> **Directions for this task**: Recast as a numbered list the lines from the one containing "Can you find the hooded" through the end of the records, both ends included, leaving out any blank lines.

# start of Data lines

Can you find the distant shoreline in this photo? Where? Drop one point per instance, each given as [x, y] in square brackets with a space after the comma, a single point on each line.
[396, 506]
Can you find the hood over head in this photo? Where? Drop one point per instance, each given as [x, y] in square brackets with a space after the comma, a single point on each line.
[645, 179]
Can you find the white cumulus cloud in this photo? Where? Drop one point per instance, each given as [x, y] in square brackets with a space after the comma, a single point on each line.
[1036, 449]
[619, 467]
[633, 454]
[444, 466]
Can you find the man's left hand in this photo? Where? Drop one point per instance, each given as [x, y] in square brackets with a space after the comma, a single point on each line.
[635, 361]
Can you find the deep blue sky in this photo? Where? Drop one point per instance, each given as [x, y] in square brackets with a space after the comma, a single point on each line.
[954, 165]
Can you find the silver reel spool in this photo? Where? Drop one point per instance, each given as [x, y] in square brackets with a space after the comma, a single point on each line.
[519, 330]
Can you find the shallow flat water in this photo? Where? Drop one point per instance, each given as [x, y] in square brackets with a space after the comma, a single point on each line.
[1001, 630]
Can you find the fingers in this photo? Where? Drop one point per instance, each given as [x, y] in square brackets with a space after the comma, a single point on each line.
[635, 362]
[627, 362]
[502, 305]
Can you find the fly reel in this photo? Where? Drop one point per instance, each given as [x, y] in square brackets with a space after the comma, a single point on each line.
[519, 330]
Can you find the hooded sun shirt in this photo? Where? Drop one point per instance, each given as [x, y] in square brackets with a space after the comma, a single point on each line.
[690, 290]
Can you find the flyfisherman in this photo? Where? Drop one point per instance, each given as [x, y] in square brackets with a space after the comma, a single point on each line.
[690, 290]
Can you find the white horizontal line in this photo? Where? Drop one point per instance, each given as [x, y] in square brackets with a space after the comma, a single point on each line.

# end of Data lines

> **Solution for this problem**:
1. Can you find the hooded sun shirt in this photo? Where? Drop one point per instance, each given as [x, y] in square brackets with a space after the comma, a single point on each line.
2. [690, 290]
3. Can you find the flyfisherman in this photo? Where? Drop one point per instance, each given as [x, y] in square brackets with a space after the comma, a single point on each line.
4. [690, 290]
5. Can you find the white horizontal line in this photo? Where? Drop one point per instance, each given as [x, y] in square brackets with a space after the comma, a single point on each line.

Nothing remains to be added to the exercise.